**Document extract**.
>> Begin

Currently, the run would just fail because nothing other than the file itself is available to the worker (AFAIK). And you can't really do this accidentally: you'd have to explicitly type from repo import x, so I don't think it's a footgun compared to the current situation.

I think there are two separate issues here:

  1. How do we know which directory is the root directory?
  2. Once we know, what do we do with it?

My proposal for 1. is that we default to the repository passed via [-r REPOSITORY] if an __init__.py file is present. For externally submitted experiments, we could also have a GUI option to override this. Yours, I think, is that we always select this via the GUI, even for the usual case where we're operating out of a repository.

For 2., my proposal is to have this root directory available to import via import repo. Yours is to add it to the path, so that subdirectories and modules can be imported as if they had been installed.

The solutions to 1. and 2. are independent: having a GUI config for the root directory doesn't stop you from making it available as a package, and detecting an __init__ file doesn't stop you adding that directory to the path. OTOH I think the __init__ approach makes the most sense when combined with the package approach since the presence of __init__ files is the same mechanism by which python defines packages.

>> End

**Required work**.
- A) Retype the passage on choosing a repository root directory, everything from "1. How do we" down to "of a repository.".
- B) Write the next part of the passage on choosing a repository root directory, starting after its final sentence.
This listing is taken from a separate source.

Entries from a set of point annotations
>> Begin

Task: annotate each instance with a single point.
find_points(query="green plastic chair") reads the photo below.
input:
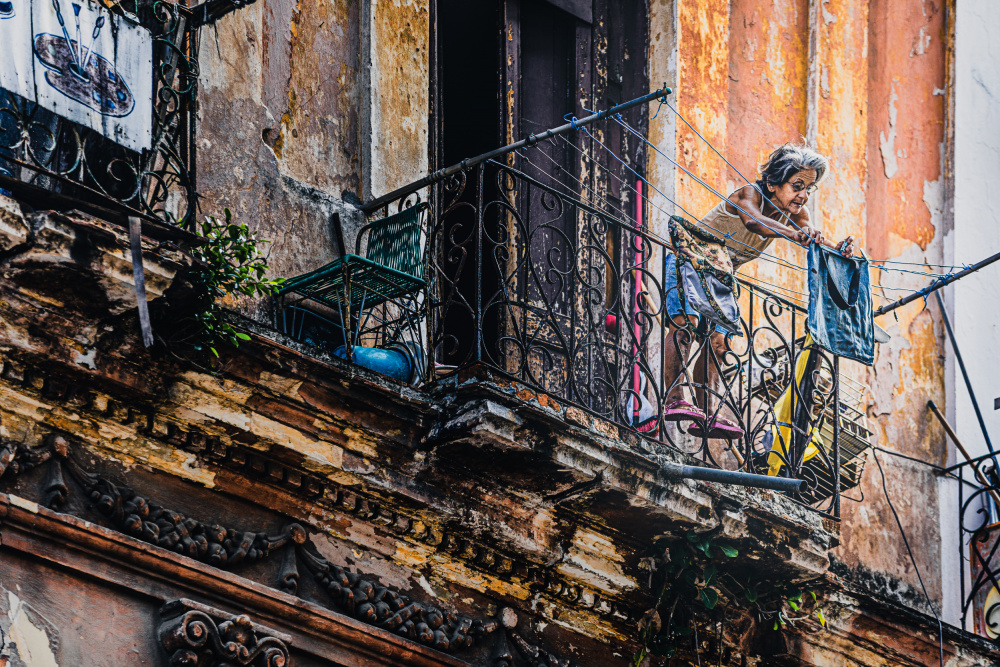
(391, 268)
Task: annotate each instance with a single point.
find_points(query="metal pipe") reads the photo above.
(965, 375)
(530, 140)
(958, 443)
(935, 286)
(674, 471)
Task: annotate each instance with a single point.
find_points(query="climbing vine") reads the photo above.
(696, 584)
(230, 262)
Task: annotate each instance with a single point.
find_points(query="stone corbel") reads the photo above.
(195, 635)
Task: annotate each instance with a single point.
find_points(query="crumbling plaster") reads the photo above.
(878, 78)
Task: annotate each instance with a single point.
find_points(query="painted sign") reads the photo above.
(81, 62)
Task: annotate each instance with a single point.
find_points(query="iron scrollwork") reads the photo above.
(40, 148)
(563, 297)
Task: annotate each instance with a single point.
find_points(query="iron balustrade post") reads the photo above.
(965, 376)
(480, 212)
(961, 542)
(528, 141)
(835, 463)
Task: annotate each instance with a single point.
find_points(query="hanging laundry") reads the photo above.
(780, 436)
(840, 304)
(707, 279)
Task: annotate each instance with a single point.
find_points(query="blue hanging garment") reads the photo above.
(840, 304)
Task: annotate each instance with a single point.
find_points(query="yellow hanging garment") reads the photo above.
(781, 431)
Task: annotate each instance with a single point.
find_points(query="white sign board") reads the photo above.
(76, 59)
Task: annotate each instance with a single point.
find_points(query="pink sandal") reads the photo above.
(681, 410)
(719, 428)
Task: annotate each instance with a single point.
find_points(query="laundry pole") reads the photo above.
(527, 142)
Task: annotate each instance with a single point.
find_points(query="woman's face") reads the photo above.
(793, 194)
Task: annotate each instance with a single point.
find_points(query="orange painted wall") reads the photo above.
(871, 95)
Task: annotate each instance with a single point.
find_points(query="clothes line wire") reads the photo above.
(609, 209)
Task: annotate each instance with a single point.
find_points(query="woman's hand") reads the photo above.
(811, 234)
(846, 247)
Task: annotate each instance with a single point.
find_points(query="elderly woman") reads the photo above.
(750, 219)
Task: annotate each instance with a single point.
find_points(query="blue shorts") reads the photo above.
(673, 293)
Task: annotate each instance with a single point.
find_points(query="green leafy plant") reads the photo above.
(695, 575)
(230, 264)
(688, 571)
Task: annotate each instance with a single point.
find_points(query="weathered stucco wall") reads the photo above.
(865, 84)
(303, 105)
(975, 235)
(398, 71)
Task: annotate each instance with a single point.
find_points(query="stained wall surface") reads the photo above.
(302, 104)
(866, 85)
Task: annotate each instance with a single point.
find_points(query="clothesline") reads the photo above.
(622, 217)
(611, 210)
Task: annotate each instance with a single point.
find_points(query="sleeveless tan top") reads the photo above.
(743, 245)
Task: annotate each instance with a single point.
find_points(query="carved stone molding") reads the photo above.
(351, 593)
(193, 635)
(136, 516)
(367, 600)
(513, 650)
(504, 564)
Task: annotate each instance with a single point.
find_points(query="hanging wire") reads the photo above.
(616, 214)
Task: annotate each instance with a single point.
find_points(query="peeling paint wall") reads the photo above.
(976, 231)
(398, 71)
(303, 105)
(865, 83)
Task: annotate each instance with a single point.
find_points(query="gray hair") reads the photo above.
(788, 160)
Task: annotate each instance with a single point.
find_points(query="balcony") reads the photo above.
(547, 298)
(53, 162)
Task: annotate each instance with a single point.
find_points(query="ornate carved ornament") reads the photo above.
(247, 461)
(350, 593)
(204, 637)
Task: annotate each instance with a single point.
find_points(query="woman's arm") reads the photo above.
(747, 202)
(846, 247)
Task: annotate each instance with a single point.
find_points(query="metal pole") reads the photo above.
(674, 471)
(961, 448)
(836, 436)
(934, 287)
(528, 141)
(965, 375)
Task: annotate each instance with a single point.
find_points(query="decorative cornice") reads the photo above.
(351, 593)
(200, 638)
(367, 600)
(134, 515)
(504, 564)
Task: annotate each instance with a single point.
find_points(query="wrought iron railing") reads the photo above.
(40, 151)
(533, 285)
(979, 543)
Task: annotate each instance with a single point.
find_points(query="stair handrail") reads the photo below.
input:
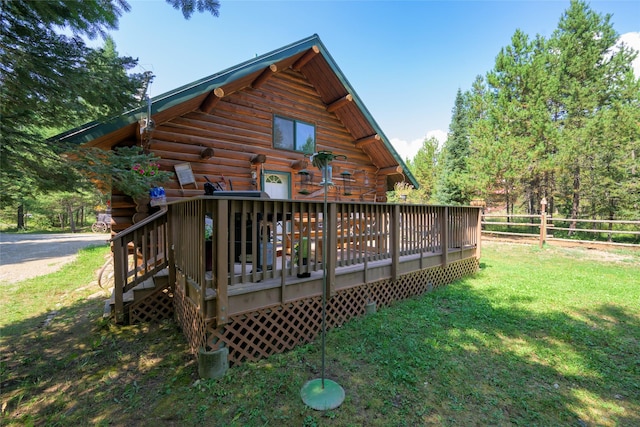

>> End

**Expected results**.
- A)
1. How do we know which directory is the root directory?
  2. Once we know, what do we do with it?

My proposal for 1. is that we default to the repository passed via [-r REPOSITORY] if an __init__.py file is present. For externally submitted experiments, we could also have a GUI option to override this. Yours, I think, is that we always select this via the GUI, even for the usual case where we're operating out of a repository.

- B)
I also think we're imagining different use-cases here. I'm expecting that repository-based usage is the most common requirement, so should be the easiest to use. For external testing, I was expecting the submission of single files which currently cannot reference other files - after this PR, they'd have the option to access the existing repo if they wanted to.

You seem to be imagining external submissions which pull in an entire directory of other files, so that changes to the entire repository can be tested via the "outside the repository" method - also a new feature AFAIK.

That's a nice idea, and I think that it can be supported fine by the package approach. You use the __init__ method only when operating in repository mode and, for external files, you have a box in the GUI which allows you to also specify the root directory you want to use (or leave it blank for None). That way the GUI option is only needed for external files: for repository mode there's no config required.

PS we should probably reopen this issue since we're obviously still discussing it!

@sbourdeauducq
Copy link
Member

I'm expecting that repository-based usage is the most common requirement, so should be the easiest to use.

Well, how do you test before committing?

And, once we have a GUI setting for a directory, only modifying PYTHONPATH is the simplest option with the least consequences, and the most standard option wrt how the Python import system works. As I said it is even exposed in the Unix shell, and experiment files can still be imported easily without custom code that uses importlib.util and sys.modules. For instance you could still syntax-check an experiment file with python experiment.py, whereas this won't work if custom import code is required.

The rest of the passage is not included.